**** DATA EXTRACTS
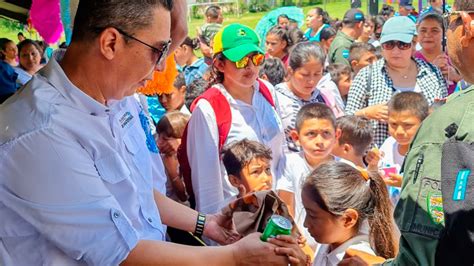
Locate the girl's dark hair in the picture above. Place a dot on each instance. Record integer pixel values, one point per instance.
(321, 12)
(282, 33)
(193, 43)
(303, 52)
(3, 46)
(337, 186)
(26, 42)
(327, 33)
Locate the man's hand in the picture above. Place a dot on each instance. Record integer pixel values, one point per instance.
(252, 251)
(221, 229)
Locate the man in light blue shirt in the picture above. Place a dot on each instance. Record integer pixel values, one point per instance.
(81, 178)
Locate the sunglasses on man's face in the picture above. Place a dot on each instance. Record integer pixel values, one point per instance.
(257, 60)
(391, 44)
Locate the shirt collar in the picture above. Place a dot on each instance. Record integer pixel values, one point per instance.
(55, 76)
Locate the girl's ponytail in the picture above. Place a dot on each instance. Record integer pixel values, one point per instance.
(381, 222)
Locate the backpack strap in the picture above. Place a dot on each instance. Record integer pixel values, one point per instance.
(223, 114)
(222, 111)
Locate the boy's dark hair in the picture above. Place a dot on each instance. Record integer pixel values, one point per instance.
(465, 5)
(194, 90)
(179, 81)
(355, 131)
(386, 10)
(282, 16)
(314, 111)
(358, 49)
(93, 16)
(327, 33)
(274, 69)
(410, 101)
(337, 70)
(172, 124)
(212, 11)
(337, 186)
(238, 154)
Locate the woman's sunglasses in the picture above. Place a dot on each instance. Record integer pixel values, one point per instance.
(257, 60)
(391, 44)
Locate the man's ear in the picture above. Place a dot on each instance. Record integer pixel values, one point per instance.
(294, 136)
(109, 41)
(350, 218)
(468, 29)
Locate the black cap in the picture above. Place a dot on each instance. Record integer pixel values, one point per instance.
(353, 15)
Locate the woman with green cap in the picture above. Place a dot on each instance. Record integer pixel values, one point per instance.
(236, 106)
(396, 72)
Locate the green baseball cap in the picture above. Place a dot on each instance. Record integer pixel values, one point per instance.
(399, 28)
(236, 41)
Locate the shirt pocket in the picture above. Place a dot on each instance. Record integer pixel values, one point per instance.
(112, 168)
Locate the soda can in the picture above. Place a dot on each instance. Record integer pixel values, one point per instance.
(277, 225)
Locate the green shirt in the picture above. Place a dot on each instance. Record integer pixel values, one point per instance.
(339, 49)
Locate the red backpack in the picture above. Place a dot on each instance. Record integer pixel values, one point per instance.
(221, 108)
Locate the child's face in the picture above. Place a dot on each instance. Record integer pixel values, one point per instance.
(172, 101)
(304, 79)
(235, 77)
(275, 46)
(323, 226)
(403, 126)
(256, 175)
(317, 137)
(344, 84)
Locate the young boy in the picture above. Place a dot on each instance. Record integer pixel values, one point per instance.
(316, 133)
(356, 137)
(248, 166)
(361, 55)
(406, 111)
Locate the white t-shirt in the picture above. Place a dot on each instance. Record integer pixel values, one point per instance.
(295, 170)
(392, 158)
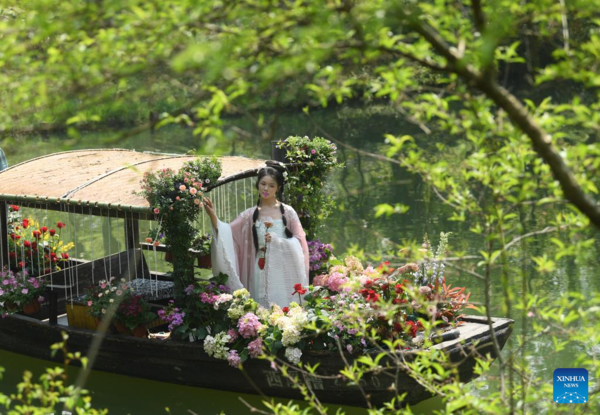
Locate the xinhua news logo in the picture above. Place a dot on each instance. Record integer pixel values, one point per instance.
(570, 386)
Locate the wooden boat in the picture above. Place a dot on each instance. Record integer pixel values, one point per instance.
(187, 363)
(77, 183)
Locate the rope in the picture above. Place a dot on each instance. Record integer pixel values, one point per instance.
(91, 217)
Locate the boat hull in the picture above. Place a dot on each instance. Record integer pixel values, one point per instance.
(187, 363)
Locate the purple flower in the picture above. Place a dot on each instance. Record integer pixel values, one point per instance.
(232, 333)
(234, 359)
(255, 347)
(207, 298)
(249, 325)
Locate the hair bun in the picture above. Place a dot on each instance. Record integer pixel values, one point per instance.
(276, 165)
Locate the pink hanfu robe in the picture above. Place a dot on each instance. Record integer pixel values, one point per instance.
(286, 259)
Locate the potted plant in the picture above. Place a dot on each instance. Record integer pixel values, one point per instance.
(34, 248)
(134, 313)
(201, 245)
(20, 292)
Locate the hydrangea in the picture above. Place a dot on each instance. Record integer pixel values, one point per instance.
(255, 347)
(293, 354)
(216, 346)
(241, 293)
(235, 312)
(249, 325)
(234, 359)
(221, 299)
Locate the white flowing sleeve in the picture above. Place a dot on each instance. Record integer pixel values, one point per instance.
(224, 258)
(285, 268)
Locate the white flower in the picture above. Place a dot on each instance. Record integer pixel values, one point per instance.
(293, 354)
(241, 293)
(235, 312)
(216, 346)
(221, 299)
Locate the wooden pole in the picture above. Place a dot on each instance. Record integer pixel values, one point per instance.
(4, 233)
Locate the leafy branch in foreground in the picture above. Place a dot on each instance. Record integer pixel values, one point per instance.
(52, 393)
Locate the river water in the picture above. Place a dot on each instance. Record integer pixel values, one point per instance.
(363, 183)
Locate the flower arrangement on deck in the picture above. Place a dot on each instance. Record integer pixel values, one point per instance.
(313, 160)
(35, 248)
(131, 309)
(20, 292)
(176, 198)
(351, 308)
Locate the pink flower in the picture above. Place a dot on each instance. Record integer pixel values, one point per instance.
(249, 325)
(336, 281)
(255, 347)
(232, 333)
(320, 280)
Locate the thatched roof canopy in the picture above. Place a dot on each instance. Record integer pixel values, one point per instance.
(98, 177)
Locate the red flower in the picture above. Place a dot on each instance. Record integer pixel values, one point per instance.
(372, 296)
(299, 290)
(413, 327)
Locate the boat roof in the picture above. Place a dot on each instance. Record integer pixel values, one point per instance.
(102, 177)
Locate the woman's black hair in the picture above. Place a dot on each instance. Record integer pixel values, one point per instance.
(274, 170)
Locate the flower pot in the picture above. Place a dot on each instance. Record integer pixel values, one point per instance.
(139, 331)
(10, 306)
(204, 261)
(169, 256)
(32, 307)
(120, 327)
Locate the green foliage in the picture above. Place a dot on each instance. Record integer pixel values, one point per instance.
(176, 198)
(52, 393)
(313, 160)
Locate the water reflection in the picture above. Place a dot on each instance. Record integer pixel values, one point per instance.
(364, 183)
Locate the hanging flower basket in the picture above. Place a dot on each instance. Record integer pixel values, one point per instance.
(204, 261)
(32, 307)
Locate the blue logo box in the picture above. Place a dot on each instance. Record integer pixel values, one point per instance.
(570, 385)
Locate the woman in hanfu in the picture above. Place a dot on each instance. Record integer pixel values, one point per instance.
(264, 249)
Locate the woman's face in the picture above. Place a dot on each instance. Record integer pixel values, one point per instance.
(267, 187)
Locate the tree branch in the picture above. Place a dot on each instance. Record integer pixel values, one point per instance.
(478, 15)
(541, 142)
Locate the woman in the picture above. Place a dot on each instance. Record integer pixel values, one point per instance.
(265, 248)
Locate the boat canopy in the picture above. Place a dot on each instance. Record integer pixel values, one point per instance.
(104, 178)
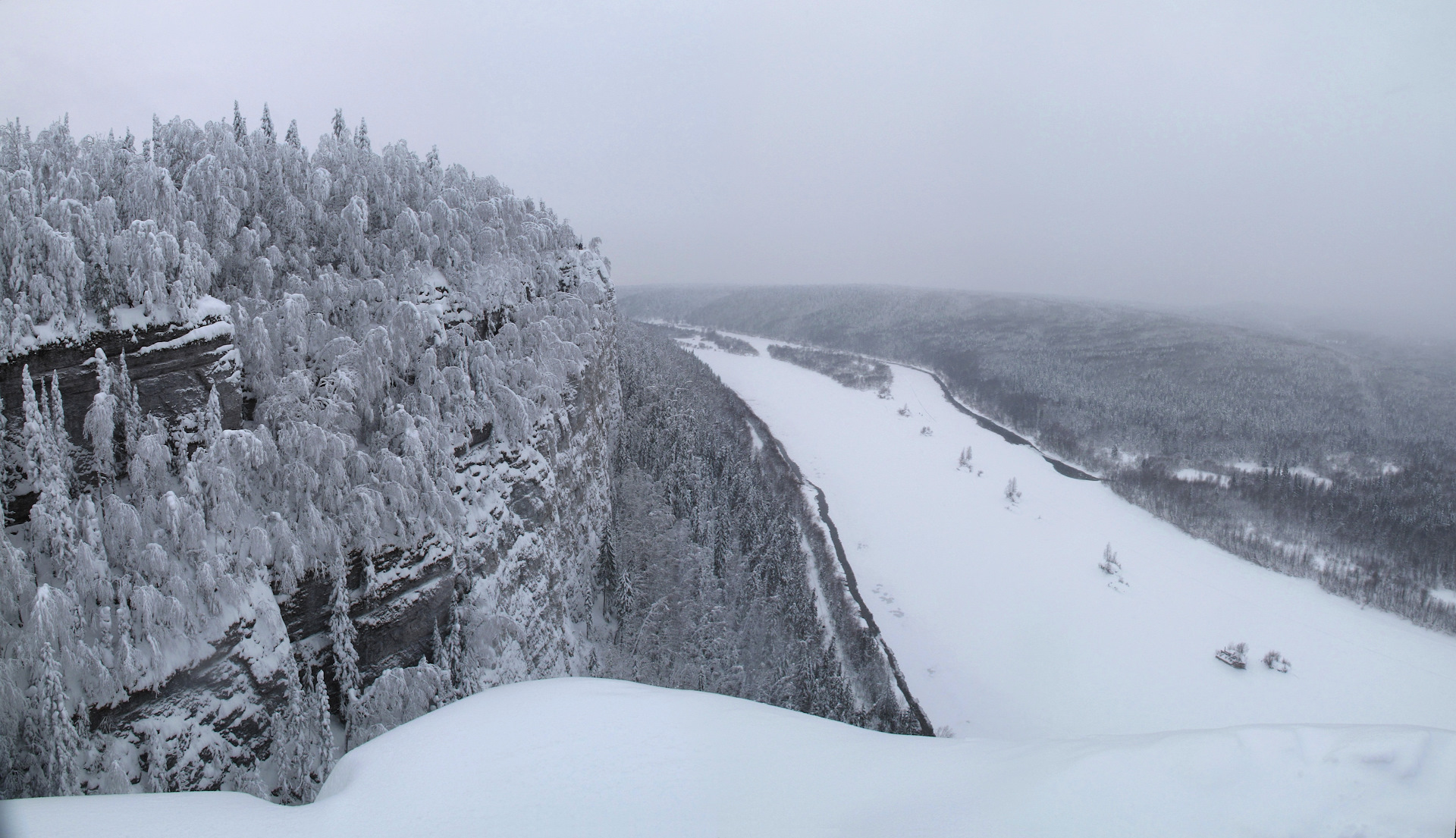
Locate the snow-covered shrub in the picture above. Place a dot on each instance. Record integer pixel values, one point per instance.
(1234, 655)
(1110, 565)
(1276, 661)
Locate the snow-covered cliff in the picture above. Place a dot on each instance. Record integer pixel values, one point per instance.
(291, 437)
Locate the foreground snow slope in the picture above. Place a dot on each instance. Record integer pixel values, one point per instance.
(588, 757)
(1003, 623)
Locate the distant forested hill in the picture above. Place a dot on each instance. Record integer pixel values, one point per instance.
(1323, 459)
********
TASK ITEM: Although the records above contain pictures, output every line exactly and leave the pictures out.

YOUR SOLUTION:
Locate the girl's dark hair in the picture above. Place a dot on each instance. Record integer pixel values, one point per instance.
(321, 12)
(282, 33)
(193, 43)
(303, 52)
(3, 46)
(337, 186)
(26, 42)
(327, 33)
Locate the man's hand in the picture above. Place a dot on each instance. Record integer pixel values, one point per instance.
(252, 251)
(221, 229)
Locate the man in light blue shirt in the picture above. Place a dot on each instance. Record integer pixel values, one point per instance.
(81, 178)
Locate the sunglasses on man's face in the picture above. Place a dot on each instance. Record integer pixel values, one point per instance.
(257, 60)
(391, 44)
Locate the shirt collar in the picture above. Place a dot on each instance. Record integer pixel values, one point per instance.
(55, 76)
Locate the girl's ponytail in the picture above. Place a dot on each instance. Record integer pixel values, one point per instance.
(381, 222)
Locate the backpack strap in the picture above. Place a dot on each instance. Record integer pixel values, one point per instance.
(223, 114)
(222, 111)
Locate the boy's dark hair in the picture above. Place a dot on each instance. Record integer pixel values, one point per instance.
(465, 5)
(194, 90)
(179, 81)
(355, 131)
(386, 10)
(282, 16)
(314, 111)
(358, 49)
(93, 16)
(327, 33)
(274, 69)
(410, 101)
(337, 70)
(172, 124)
(212, 11)
(337, 186)
(238, 154)
Locate the woman's sunglasses in the picture above. Place a dot on each instance. Record integer pixel values, one point per instance.
(257, 60)
(391, 44)
Locate the man's ear in the picture above. Place a dot on each instance. Record integer pixel values, one point per instance.
(294, 136)
(109, 41)
(350, 218)
(468, 29)
Locate the black cap in the picture above. Place a dot on each instance. Record integer pixel values, one point per instance.
(353, 15)
Locate the woman with green cap in the picture above. Place a dot on each instance. Record integer pixel values, one point per instance.
(236, 106)
(396, 72)
Locate the green baseball cap in the picture above. Place a dot on each instance. Record integer pixel values, one point per instance.
(399, 28)
(236, 41)
Locate the shirt pocket in the picture above. Place a dot on each instance. Record integer pixel values, one point per instance.
(112, 168)
Locate the soda can in the picture above. Place a dot on each instance. Record integer pixel values, one point per instance.
(277, 225)
Locate the green shirt in the picture above. Place a dot on each instance. Record integer pixel values, one point per instance.
(339, 49)
Locate the red backpack in the picture above. Place a dot on each instance. Record integer pixel values, one point per instance.
(221, 108)
Locate the child's face in the picture above. Place a dot on each instance. Record integer pixel values, one point per instance.
(172, 101)
(304, 79)
(235, 77)
(275, 46)
(323, 226)
(403, 126)
(256, 175)
(317, 137)
(344, 84)
Locate the young boy in the picture above. Place a dot on each instance. Record integer pixel values, one point per instance.
(316, 133)
(356, 137)
(248, 166)
(361, 55)
(406, 111)
Locate the white t-shirt in the picture above. Place a dot on each instance. Record integer pixel values, one point per instance.
(295, 170)
(392, 158)
Locate the xinhua news logo in the picture above. Place a dot on each instance. Record integer pixel values, one point per instance.
(570, 386)
Locate the wooden boat in the picture above. Place a dot on each instance. Record integer pixel values, one point per instance.
(187, 363)
(77, 183)
Locate the rope in the picture above. Place a dot on each instance. Record integer pixel values, one point per instance.
(91, 217)
Locate the boat hull in the picture above. Place a dot on each instance. Record integer pixel values, one point per instance.
(187, 363)
Locate the purple flower in the picture above. Place a dot on each instance. Record integer pixel values, one point per instance.
(232, 333)
(234, 359)
(255, 347)
(207, 298)
(249, 325)
Locate the hair bun in the picture above. Place a dot on each instance. Record integer pixel values, one point per instance.
(276, 165)
Locate the pink hanfu robe in the picture above. Place a dot on each instance. Record integer pixel values, one point per instance.
(286, 259)
Locate the potted plant in the picture above. Place a dot on each instance. Record integer pixel values, one point per instance.
(34, 248)
(134, 313)
(201, 245)
(20, 292)
Locate the hydrangea in the picture above. Place a dot on each instance. Record integer pixel values, one point per instance.
(255, 347)
(293, 354)
(216, 346)
(241, 293)
(235, 312)
(249, 325)
(234, 359)
(221, 299)
Locate the white flowing sleeve in the picture above. Place a dot on each instance. Record integer pixel values, one point per instance.
(224, 258)
(285, 268)
Locate the white flower in the picture above. Place a dot on each instance. Record integer pixel values, one point per instance.
(293, 354)
(241, 293)
(235, 312)
(216, 346)
(221, 299)
Locate the wooden pole in the picture above. Place a dot on each instance. Record integer pixel values, one point per instance.
(4, 233)
Locate the leafy branch in foreground in the picture above. Place a dot on each instance. Record integer pixel values, one point per instance.
(52, 393)
Locate the river water in the picture above. Place a dot on each instance. Record integer pixel values, one point per instance.
(363, 183)
Locate the flower arrangement on deck in the picture above. Place a dot on each instance. Record integer pixel values, one point per instance.
(313, 160)
(35, 248)
(131, 309)
(20, 292)
(176, 198)
(351, 308)
Locate the pink flower in the picture above. Place a dot on each instance. Record integer pixel values, one point per instance.
(249, 325)
(336, 281)
(255, 347)
(232, 333)
(320, 280)
Locate the thatched roof canopy in the picture above. Place a dot on each instance. Record integer pixel values, one point per instance.
(98, 177)
Locate the red flower in the picture above. Place a dot on each instance. Record integer pixel values, one point per instance.
(372, 296)
(299, 290)
(413, 327)
Locate the boat roof in the picture above. Place a dot on each instance. Record integer pixel values, one point per instance.
(102, 177)
Locate the woman's black hair in the picture above. Place a dot on each instance. Record integer pixel values, one point per instance.
(274, 170)
Locate the flower pot in the picture above. Place a dot on each instance. Record integer pixel values, one point per instance.
(139, 331)
(10, 306)
(204, 261)
(169, 256)
(32, 307)
(120, 327)
Locate the green foliage in the picture above. Place a dot on each instance. Record integer pixel values, one point per instance.
(176, 198)
(52, 393)
(313, 160)
Locate the water reflection in the picture above. Place a dot on each instance. Record integer pixel values, one point per instance.
(364, 183)
Locate the hanging flower basket in the picture above. Place a dot on each instance. Record integer pixel values, one point per instance.
(204, 261)
(32, 307)
Locate the blue logo box in the picture above. Place a dot on each instance. Record integer pixel values, one point per instance.
(570, 385)
Locate the woman in hanfu in the picture above. Place a dot on each instance. Record integer pixel values, one point per instance.
(264, 249)
Locate the woman's face in the picture above. Place a dot on each instance. Record integer pixel values, one point per instance.
(267, 187)
Locate the tree branch in the picture above. Place a dot on each instance. Record integer pixel values, one point per instance.
(478, 15)
(541, 142)
Locate the woman in the picture above. Place a dot on each instance. Record integer pixel values, one point per instance.
(265, 248)
Locate the boat canopy in the picture above. Place a dot on each instance. Record integer pixel values, one point per instance.
(104, 178)
Locate the snow-covered shrub in the picture above. Place a dot on each instance. Record integer pixel values, one point per instance.
(1234, 655)
(1110, 565)
(1276, 661)
Locate the snow-covered cliff in the picture above. Place a dot on each instance. Record integer pixel values, one point per instance.
(291, 437)
Locate the foreground snow slope in the picture above. Place a dot on each instance. Record integer pixel values, one point per instance.
(588, 757)
(1003, 623)
Locate the distant forested hill in the picture above. Place a dot on each instance. Record integer pixel values, one point per instance.
(1323, 459)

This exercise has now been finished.